◆ REQUIREMENTS:
**1)** In the piece about David Jaffe's pop-song comparison, please swap "Ashlee Simpson" for "the Monkees" in everything from "The way I was" down to "Scramble and Pac-Man.", and write out that stretch with the change.
**2)** Answer these questions on the piece about David Jaffe's pop-song comparison:
(a) Which publication's reporter was Jaffe talking to?
(b) Which two games does Jaffe say are all you get on the oldies station?
(c) Who performs the karaoke version the writer describes?

◆ DOCUMENT EXTRACT:
Whilst extolling the superiority of Kutaragi's oh-so original Electronic Delivery Initiative to a sycophantic Newsweek reporter, Sony-loving developer David Jaffe embarks on an extended musical metaphor that should win him a Grammy for pretentious assitude:

The way I was describing it to somebody yesterday who'd never heard of EDI, I said, 'God of War, Twisted Metal, Resistance and Gran Turismo, those are like operas. These are like pop songs.' For me, it's been a lot more fun to write pop songs than operas. And in the future, because I think these services are going to be really successful, I think it's actually going to end up being more lucrative to write pop songs, just like in the real world, than operas.

...I would say that there are pop songs by Ashlee Simpson and pop songs by the Beatles. My goal is to write pop songs like the Beatles, not like Ashlee Simpson. If you want Ashlee Simpson pop songs, go to Xbox Live Arcade. Actually, they're the oldies station, because all you're getting is Scramble and Pac-Man.

Yeah, and Geometry Wars: Evolved and Small Arms and Space Giraffe and Mad Tracks and Cloning Clyde. Let's put it this way, if XBLA is an Ashlee Simpson (post-nose job hopefully) top 40 single, then Sony's rip-off is the poorly translated J-pop karaoke version produced by Simon Cowell and performed by William Hung.

Do you suppose all the sphincter-love Mr. Jaffe received for God of War went to his head just a little? The dude thinks he's John Lennon, but he comes off like Yoko, right down to the "I'm an artist" ego-slobber. You'd think he invented the concept of casual games. Mastering this level of operatic bullsh-t is a real achievement -- or in Sony's retarded nomenclature, a real "entitlement."

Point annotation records
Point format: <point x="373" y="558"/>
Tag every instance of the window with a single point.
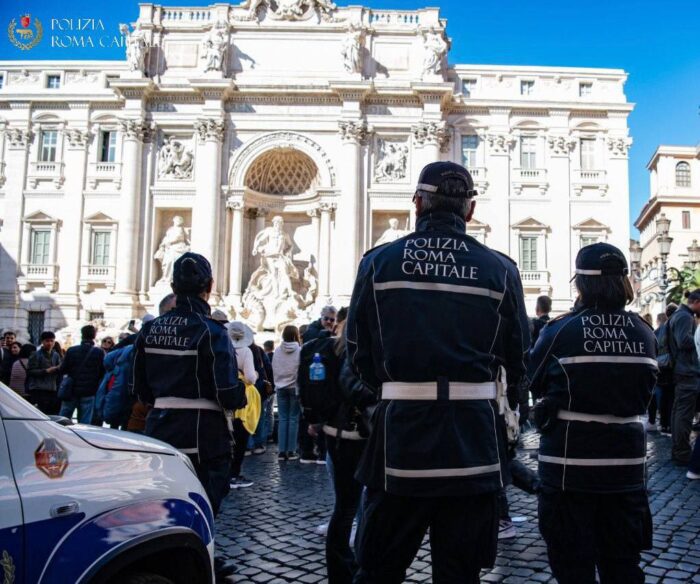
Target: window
<point x="528" y="152"/>
<point x="682" y="174"/>
<point x="686" y="219"/>
<point x="35" y="325"/>
<point x="100" y="248"/>
<point x="587" y="153"/>
<point x="108" y="147"/>
<point x="47" y="152"/>
<point x="527" y="87"/>
<point x="588" y="240"/>
<point x="40" y="243"/>
<point x="468" y="87"/>
<point x="528" y="253"/>
<point x="470" y="144"/>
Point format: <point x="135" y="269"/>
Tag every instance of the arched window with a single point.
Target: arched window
<point x="682" y="174"/>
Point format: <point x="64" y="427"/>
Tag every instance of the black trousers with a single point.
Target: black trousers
<point x="240" y="443"/>
<point x="215" y="475"/>
<point x="585" y="531"/>
<point x="463" y="536"/>
<point x="340" y="559"/>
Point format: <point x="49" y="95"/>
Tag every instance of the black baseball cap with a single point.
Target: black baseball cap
<point x="191" y="273"/>
<point x="436" y="173"/>
<point x="601" y="259"/>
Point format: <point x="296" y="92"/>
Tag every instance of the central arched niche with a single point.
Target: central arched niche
<point x="282" y="171"/>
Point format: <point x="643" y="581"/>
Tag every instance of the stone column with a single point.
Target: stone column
<point x="324" y="249"/>
<point x="205" y="215"/>
<point x="236" y="260"/>
<point x="135" y="131"/>
<point x="348" y="221"/>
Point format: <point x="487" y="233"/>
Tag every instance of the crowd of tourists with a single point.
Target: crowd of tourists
<point x="417" y="416"/>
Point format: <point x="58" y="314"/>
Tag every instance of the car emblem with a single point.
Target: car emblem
<point x="51" y="458"/>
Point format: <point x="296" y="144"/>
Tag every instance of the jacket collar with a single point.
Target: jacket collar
<point x="441" y="221"/>
<point x="193" y="304"/>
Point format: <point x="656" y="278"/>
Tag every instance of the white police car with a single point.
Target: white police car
<point x="82" y="504"/>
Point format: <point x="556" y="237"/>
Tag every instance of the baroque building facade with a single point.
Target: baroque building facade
<point x="224" y="118"/>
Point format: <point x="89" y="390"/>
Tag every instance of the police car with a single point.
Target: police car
<point x="81" y="504"/>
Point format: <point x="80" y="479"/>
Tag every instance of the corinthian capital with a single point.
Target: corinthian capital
<point x="209" y="129"/>
<point x="353" y="131"/>
<point x="136" y="129"/>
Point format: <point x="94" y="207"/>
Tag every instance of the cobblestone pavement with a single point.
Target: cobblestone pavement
<point x="269" y="528"/>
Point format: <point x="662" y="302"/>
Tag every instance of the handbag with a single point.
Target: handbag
<point x="65" y="389"/>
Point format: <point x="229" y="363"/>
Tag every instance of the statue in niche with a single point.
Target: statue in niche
<point x="135" y="48"/>
<point x="175" y="242"/>
<point x="435" y="51"/>
<point x="175" y="160"/>
<point x="392" y="163"/>
<point x="393" y="233"/>
<point x="214" y="49"/>
<point x="351" y="51"/>
<point x="276" y="294"/>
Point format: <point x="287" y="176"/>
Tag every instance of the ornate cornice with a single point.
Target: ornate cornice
<point x="353" y="131"/>
<point x="210" y="129"/>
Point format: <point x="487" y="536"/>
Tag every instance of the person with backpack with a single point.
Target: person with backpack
<point x="686" y="375"/>
<point x="84" y="365"/>
<point x="42" y="374"/>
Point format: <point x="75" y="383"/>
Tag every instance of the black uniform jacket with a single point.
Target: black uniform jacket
<point x="601" y="363"/>
<point x="186" y="354"/>
<point x="436" y="305"/>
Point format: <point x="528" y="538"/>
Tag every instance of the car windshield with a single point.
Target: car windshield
<point x="12" y="406"/>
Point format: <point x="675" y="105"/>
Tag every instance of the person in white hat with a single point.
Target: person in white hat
<point x="241" y="337"/>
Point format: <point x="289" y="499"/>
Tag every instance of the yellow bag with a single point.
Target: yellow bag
<point x="249" y="415"/>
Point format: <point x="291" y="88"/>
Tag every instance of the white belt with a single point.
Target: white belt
<point x="600" y="418"/>
<point x="345" y="434"/>
<point x="181" y="403"/>
<point x="428" y="390"/>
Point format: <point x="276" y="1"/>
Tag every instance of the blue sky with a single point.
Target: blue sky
<point x="657" y="43"/>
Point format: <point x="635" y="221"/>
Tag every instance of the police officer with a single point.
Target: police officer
<point x="595" y="370"/>
<point x="184" y="366"/>
<point x="435" y="319"/>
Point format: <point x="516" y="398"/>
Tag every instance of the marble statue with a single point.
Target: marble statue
<point x="435" y="51"/>
<point x="391" y="234"/>
<point x="175" y="160"/>
<point x="392" y="161"/>
<point x="214" y="49"/>
<point x="175" y="242"/>
<point x="135" y="48"/>
<point x="351" y="51"/>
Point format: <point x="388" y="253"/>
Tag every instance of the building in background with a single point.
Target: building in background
<point x="673" y="206"/>
<point x="225" y="117"/>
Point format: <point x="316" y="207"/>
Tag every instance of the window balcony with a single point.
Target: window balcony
<point x="38" y="275"/>
<point x="535" y="279"/>
<point x="530" y="177"/>
<point x="46" y="172"/>
<point x="91" y="276"/>
<point x="589" y="179"/>
<point x="104" y="172"/>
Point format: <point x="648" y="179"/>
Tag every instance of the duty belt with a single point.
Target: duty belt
<point x="600" y="418"/>
<point x="427" y="391"/>
<point x="182" y="403"/>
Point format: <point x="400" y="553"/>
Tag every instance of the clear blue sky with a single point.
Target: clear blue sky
<point x="657" y="43"/>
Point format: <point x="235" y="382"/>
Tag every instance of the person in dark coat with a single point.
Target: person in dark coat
<point x="594" y="370"/>
<point x="84" y="364"/>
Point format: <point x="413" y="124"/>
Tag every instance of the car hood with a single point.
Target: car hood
<point x="108" y="439"/>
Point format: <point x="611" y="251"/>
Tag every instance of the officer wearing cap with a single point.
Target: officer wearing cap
<point x="436" y="324"/>
<point x="185" y="367"/>
<point x="594" y="370"/>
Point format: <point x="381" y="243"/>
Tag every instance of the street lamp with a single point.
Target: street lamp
<point x="655" y="276"/>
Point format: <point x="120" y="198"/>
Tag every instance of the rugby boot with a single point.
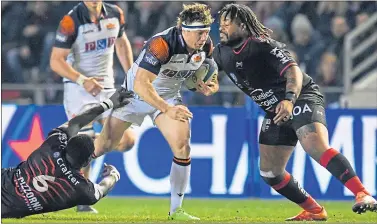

◆ FULL ANSWERS:
**1)**
The way I was describing it to somebody yesterday who'd never heard of EDI, I said, 'God of War, Twisted Metal, Resistance and Gran Turismo, those are like operas. These are like pop songs.' For me, it's been a lot more fun to write pop songs than operas. And in the future, because I think these services are going to be really successful, I think it's actually going to end up being more lucrative to write pop songs, just like in the real world, than operas.

...I would say that there are pop songs by the Monkees and pop songs by the Beatles. My goal is to write pop songs like the Beatles, not like the Monkees. If you want the Monkees pop songs, go to Xbox Live Arcade. Actually, they're the oldies station, because all you're getting is Scramble and Pac-Man.

**2)**
(a) Newsweek
(b) Scramble and Pac-Man
(c) William Hung